### TASK GOAL:
Go through the entries, filter for the word "shrub", and copy every line that has it.

### PROVIDED RECORDS:

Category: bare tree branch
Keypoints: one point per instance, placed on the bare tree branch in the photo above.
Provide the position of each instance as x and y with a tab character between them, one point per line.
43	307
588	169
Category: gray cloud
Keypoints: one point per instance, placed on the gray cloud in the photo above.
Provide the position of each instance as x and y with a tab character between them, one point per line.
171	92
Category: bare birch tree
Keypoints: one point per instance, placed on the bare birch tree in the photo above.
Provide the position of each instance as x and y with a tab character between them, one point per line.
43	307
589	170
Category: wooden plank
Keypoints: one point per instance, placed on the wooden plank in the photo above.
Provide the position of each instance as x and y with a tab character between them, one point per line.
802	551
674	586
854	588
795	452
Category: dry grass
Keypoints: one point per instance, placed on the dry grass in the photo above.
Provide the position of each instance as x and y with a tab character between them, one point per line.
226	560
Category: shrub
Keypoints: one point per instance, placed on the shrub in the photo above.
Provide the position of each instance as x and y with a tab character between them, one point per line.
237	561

### RESULT OF THIS EXERCISE:
Category: shrub
Keypoints: one point per instance, placed on the shrub in the photo above.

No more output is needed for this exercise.